Given exercise A:
Reproduce word for word everything in the entries below, from the line containing "the lawn, each" down to the final line of the entries.

Document:
Whether you are brewing at home or picking it up at the drive through on your way to work, chances are you are using it exclusively for the caffeine. While controversial as if to do this is beneficial, and in some cases necessary for some of us to function, the pick-me-up we get from consuming coffee is just the tip of the iceberg in terms of the potential well-being that coffee can bring to the mind and the soul.

Coffee has a way of connecting us to the places and people of the world that go far beyond getting caffeine to trick the adenosine receptors in our brains into convincing us that we aren’t tired.

As James Clear writes about in his book Atomic Habits, what we do over and over each day shapes our lives and by making small incremental changes to those habits, we can reap big rewards.

What follows is my challenge to you to take drinking coffee, a seemingly mundane task that you are already doing every day, and use it as a trigger to take 5 minutes out of your packed schedule to think about something in your life that brings you fulfillment.

Here is how one simple bean, ground and roasted, has affected me in a positive way and helped me make the most of my daily life.

Given exercise B:
In the coffee essay, what book by James Clear is mentioned?

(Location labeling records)
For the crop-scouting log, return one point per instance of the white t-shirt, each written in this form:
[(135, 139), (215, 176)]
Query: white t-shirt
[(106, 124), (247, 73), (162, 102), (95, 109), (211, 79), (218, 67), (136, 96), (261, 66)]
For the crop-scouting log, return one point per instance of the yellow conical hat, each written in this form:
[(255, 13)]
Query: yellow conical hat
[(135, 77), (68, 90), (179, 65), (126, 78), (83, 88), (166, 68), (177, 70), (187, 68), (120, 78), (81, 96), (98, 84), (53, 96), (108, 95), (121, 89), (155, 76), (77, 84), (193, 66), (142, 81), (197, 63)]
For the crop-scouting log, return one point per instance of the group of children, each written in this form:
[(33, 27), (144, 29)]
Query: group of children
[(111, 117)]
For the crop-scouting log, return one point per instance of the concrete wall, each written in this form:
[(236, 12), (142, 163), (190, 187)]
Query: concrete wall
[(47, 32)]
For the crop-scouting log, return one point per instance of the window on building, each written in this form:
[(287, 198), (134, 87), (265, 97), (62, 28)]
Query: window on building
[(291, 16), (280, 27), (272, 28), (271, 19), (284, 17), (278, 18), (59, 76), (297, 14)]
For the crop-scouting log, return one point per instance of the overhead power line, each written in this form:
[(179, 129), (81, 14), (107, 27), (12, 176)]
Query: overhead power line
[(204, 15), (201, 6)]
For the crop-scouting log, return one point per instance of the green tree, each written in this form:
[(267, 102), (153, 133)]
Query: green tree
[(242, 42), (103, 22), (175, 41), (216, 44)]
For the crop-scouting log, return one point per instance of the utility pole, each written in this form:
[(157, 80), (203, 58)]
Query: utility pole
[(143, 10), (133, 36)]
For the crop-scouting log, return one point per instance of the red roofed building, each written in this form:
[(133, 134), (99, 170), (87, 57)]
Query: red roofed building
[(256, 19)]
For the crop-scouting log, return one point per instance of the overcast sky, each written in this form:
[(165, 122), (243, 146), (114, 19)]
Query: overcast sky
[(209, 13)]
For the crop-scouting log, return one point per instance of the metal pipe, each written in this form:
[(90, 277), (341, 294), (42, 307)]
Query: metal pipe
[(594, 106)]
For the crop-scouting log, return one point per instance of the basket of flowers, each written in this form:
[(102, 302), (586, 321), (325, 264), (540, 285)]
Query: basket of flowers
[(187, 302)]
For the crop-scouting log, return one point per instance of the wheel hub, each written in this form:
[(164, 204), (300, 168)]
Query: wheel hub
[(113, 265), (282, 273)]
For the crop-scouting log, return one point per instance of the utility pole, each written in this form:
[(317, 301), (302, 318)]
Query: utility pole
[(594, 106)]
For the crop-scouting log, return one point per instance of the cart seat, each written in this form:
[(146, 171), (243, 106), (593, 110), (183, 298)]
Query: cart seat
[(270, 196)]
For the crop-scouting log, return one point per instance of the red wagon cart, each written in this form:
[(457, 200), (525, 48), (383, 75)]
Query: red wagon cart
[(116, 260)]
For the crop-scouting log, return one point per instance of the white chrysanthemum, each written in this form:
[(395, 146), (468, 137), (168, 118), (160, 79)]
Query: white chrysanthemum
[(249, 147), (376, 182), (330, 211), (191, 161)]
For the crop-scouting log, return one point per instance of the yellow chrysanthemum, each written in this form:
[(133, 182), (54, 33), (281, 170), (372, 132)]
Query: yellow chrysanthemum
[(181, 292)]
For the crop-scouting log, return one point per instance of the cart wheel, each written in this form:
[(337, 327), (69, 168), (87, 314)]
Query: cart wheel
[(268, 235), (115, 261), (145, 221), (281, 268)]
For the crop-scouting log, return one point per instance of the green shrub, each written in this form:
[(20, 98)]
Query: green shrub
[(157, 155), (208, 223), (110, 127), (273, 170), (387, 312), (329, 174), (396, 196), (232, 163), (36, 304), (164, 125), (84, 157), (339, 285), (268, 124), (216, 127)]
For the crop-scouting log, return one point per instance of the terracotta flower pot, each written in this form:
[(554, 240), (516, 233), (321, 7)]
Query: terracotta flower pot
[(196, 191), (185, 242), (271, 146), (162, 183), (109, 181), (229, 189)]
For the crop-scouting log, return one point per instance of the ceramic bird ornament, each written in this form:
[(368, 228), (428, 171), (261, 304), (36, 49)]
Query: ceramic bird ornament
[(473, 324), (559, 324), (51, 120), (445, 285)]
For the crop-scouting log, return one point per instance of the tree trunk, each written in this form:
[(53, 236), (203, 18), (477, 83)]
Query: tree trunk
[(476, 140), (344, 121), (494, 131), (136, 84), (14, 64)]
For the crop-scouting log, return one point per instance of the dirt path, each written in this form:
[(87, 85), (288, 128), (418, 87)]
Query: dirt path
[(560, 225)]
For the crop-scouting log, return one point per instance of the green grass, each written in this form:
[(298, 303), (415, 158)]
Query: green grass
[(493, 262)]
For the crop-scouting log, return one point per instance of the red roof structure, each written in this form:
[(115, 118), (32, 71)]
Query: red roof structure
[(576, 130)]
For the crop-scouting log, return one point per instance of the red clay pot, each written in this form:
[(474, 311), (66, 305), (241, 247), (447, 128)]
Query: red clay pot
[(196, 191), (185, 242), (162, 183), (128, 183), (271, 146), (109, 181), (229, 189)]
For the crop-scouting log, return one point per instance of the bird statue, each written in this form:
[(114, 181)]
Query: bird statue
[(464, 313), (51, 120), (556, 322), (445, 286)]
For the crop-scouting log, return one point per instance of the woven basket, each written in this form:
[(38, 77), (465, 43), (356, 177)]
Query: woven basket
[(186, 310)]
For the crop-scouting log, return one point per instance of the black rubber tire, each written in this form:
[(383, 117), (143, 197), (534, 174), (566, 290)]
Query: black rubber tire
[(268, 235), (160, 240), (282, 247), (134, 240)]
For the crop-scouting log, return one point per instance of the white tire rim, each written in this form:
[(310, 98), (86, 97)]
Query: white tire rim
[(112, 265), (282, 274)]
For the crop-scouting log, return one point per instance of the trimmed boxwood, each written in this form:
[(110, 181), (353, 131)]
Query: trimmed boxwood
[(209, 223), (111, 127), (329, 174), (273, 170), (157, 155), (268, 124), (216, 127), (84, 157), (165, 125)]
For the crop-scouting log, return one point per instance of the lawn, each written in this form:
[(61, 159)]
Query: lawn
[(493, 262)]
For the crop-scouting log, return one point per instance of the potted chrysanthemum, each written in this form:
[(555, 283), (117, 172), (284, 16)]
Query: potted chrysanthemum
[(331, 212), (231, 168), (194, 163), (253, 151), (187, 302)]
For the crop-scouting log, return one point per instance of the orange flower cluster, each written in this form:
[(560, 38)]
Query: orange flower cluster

Written answer A:
For the crop-scouting log, return one point per instance of the lawn, each written in this form:
[(61, 159)]
Query: lawn
[(493, 262)]
For the crop-scouting log, return one point per instance of the potted chrysanthemum, each written in this form:
[(555, 283), (117, 172), (284, 16)]
Query: potted chrysanthemum
[(331, 212), (231, 168), (194, 163), (253, 151), (187, 302)]
For the crop-scouting log, return one point per instance of the orange flower cluster, each written in this form:
[(560, 38)]
Query: orange flower cluster

Written answer B:
Atomic Habits